The request: Starting at the line that has "Locate the person standing" and stopping after the line that has "column 326, row 464", please output those lines as a JSON list of strings, one string per line, with blank lines left out.
── Data excerpts ──
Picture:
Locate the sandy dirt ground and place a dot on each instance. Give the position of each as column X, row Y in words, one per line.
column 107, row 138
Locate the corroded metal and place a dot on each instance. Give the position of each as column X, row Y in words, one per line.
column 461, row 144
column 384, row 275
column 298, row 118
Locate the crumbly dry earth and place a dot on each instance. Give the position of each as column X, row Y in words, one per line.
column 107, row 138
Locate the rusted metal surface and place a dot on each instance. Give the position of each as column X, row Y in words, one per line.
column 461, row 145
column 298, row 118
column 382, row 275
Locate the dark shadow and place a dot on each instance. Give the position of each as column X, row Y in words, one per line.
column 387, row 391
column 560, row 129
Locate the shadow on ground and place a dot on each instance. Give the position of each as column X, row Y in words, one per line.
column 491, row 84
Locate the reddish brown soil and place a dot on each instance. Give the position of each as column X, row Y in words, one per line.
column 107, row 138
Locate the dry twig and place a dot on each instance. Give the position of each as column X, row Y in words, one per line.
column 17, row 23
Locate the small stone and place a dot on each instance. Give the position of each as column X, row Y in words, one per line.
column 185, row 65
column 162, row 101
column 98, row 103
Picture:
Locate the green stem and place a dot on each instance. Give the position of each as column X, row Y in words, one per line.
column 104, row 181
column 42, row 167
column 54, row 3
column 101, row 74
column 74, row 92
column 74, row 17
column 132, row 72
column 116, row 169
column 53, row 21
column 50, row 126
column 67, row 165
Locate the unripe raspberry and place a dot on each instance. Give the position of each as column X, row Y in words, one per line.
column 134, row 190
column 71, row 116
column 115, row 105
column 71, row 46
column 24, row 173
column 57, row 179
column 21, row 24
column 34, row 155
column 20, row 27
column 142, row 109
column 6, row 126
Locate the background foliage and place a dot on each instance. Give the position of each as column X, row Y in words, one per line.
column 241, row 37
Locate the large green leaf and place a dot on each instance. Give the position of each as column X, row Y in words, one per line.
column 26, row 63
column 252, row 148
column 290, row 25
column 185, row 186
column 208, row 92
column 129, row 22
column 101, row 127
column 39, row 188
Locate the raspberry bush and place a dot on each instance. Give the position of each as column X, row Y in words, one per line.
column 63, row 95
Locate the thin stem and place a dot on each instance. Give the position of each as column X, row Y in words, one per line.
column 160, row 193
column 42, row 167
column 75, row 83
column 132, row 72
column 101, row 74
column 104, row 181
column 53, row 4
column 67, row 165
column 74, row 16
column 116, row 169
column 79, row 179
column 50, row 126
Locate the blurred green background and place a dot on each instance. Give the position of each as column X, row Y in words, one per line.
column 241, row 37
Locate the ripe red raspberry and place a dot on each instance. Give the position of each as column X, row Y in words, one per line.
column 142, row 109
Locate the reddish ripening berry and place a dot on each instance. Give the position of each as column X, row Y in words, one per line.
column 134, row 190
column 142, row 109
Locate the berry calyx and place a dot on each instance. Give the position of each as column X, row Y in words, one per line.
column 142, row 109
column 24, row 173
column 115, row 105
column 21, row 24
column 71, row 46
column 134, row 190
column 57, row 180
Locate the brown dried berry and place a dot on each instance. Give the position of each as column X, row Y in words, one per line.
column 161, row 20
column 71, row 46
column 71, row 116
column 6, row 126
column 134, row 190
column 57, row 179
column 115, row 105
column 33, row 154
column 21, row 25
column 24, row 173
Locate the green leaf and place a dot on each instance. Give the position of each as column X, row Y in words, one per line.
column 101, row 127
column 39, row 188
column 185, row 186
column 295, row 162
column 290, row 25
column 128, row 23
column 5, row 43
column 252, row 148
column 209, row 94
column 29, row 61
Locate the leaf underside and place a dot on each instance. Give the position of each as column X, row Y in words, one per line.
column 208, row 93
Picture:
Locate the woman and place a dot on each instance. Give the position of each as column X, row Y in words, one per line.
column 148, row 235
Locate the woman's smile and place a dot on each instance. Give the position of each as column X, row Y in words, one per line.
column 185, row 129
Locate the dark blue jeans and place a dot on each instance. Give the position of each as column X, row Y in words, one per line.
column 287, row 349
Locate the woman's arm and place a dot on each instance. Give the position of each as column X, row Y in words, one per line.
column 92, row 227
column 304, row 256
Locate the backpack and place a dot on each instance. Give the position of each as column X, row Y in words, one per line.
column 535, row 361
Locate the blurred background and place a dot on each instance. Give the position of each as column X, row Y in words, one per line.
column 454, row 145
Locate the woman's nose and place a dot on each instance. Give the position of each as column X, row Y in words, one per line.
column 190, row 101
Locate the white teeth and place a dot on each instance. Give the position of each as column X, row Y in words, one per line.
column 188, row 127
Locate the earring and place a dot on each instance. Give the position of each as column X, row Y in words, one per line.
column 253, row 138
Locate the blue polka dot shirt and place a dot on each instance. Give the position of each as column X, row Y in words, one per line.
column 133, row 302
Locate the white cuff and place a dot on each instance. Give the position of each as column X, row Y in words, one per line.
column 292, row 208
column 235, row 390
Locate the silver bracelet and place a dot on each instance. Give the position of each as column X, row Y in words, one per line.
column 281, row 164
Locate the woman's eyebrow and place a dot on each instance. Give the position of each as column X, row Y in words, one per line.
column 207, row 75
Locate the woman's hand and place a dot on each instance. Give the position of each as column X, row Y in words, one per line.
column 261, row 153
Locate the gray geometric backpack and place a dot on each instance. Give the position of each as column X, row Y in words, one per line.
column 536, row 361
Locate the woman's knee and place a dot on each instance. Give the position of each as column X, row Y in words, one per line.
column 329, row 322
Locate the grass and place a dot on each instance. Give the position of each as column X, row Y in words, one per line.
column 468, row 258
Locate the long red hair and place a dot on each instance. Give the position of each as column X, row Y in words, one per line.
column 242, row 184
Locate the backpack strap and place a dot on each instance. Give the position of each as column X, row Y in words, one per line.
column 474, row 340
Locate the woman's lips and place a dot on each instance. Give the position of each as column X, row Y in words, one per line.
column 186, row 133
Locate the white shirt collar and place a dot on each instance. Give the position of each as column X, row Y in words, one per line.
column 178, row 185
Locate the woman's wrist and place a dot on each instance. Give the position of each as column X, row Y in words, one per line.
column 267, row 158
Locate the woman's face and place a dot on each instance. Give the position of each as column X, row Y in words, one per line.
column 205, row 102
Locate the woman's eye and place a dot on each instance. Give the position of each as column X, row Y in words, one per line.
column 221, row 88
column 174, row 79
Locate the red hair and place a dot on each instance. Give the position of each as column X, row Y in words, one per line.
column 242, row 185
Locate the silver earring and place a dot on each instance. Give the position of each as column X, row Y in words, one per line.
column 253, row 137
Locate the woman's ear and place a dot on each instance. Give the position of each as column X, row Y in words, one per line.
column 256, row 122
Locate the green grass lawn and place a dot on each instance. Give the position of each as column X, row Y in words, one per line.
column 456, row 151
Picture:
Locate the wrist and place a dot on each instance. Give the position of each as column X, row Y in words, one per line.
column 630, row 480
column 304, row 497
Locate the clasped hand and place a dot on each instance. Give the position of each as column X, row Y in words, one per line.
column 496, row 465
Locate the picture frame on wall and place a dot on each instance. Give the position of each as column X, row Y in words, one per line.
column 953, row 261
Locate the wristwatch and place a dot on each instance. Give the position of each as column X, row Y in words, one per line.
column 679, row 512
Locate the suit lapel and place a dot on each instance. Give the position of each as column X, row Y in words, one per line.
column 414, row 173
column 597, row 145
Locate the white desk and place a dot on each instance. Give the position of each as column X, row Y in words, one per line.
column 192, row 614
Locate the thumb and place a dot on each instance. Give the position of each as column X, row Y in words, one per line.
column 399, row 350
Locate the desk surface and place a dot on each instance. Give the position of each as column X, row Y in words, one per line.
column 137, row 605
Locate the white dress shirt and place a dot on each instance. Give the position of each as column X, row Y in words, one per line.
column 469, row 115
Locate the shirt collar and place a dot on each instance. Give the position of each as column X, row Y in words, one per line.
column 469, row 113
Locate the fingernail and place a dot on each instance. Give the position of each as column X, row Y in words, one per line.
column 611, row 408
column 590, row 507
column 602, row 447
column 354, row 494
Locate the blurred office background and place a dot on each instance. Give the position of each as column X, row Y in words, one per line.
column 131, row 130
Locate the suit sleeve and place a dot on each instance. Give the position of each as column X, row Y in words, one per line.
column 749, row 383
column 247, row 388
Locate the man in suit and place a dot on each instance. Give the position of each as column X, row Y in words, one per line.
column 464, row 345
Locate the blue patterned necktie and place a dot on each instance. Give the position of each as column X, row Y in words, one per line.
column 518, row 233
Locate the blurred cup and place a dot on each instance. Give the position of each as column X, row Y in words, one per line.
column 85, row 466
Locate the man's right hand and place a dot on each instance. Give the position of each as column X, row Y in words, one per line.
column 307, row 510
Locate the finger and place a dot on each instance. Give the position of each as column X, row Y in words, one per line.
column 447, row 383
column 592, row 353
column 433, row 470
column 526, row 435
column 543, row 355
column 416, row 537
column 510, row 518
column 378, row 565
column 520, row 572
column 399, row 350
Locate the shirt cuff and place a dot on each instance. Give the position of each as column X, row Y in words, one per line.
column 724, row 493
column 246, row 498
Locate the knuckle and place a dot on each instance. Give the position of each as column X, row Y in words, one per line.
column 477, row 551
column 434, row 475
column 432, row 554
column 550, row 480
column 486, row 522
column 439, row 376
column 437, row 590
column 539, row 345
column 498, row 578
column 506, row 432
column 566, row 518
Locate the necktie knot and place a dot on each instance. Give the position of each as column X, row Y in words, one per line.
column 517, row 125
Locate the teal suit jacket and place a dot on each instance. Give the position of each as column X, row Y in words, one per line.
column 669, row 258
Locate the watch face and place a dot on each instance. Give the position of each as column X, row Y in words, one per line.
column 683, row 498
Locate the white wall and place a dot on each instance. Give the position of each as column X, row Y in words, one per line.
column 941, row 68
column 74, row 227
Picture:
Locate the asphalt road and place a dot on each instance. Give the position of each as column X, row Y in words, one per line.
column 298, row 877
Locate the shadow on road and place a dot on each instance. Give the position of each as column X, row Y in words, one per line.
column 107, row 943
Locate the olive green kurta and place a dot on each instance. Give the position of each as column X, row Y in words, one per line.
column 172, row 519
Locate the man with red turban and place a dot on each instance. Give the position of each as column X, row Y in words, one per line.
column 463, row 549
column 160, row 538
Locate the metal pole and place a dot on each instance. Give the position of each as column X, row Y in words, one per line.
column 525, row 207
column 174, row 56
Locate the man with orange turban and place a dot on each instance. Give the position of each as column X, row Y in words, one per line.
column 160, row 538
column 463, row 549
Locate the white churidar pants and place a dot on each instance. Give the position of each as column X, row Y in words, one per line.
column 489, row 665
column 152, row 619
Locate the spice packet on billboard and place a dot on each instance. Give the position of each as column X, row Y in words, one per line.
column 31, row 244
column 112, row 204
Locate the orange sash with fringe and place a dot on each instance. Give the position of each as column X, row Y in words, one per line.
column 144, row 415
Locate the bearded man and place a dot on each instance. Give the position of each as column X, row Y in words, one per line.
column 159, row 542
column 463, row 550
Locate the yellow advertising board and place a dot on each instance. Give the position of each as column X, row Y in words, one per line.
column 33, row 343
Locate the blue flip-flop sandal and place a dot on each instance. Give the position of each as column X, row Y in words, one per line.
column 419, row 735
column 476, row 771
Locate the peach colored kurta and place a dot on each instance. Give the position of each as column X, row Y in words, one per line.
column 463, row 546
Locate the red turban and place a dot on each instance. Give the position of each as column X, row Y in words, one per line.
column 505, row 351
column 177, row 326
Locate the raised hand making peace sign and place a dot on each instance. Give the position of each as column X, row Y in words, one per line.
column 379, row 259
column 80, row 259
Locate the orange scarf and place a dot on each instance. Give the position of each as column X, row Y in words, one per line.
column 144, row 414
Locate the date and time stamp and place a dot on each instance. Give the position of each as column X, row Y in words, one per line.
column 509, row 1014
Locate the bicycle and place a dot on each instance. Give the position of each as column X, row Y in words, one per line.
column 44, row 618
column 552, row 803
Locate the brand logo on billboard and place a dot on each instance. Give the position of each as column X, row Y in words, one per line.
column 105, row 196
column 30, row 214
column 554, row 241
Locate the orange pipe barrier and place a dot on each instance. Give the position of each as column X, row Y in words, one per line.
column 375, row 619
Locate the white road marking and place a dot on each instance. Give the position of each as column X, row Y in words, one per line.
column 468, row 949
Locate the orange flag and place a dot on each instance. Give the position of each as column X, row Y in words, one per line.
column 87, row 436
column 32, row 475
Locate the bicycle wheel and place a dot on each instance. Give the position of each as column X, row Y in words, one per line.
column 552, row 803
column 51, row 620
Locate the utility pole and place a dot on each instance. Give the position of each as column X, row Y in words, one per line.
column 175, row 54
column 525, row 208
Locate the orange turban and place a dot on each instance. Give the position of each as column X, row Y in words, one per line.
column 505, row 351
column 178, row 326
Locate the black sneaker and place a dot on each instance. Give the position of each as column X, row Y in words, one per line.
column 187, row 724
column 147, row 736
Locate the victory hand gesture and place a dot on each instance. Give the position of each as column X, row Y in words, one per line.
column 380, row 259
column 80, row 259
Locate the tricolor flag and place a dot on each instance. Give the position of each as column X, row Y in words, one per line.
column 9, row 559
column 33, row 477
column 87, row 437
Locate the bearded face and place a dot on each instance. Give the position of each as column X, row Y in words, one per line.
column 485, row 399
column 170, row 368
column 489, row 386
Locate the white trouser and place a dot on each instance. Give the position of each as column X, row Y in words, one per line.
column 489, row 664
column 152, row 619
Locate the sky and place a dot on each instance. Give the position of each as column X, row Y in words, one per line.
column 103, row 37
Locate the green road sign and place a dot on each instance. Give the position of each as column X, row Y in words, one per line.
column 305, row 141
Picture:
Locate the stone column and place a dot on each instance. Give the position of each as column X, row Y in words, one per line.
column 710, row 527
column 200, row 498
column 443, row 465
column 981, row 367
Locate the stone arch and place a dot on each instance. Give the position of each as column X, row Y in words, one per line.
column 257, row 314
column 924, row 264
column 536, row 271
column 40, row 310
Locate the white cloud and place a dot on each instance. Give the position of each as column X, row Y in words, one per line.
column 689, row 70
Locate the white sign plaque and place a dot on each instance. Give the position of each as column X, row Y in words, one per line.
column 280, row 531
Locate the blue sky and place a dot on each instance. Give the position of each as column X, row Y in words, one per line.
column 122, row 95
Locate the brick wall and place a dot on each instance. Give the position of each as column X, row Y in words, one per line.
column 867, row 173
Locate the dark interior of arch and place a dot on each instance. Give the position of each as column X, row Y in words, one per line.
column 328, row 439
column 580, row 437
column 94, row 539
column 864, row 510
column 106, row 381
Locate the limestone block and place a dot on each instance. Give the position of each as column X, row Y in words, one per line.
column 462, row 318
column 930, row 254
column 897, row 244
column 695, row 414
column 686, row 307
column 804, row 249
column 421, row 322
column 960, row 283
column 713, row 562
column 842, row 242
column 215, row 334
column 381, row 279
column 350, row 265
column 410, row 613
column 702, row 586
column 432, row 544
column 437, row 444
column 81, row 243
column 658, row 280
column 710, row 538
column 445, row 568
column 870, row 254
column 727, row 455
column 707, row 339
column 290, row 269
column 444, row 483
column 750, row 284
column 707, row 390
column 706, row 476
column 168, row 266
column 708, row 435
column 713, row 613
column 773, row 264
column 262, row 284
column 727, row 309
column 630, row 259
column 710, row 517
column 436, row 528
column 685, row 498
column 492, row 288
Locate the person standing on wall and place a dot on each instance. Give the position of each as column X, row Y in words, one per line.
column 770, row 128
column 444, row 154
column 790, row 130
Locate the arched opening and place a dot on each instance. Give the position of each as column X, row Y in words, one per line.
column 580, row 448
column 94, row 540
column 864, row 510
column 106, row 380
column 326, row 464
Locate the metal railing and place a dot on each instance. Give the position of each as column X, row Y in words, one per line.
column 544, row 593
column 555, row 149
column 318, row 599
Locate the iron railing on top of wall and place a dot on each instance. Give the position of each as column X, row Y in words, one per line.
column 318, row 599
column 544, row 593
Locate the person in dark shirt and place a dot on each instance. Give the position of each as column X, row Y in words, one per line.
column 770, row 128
───
Full answer:
[
  "Locate the person standing on wall and place a dot on each instance. Give the position of each as column X, row Y in words, one per line.",
  "column 770, row 128",
  "column 444, row 154",
  "column 790, row 130",
  "Locate the arched opening and place a dot on each instance. Give the position of each as column X, row Y in words, one per line.",
  "column 580, row 448",
  "column 94, row 540",
  "column 864, row 510",
  "column 106, row 380",
  "column 326, row 464"
]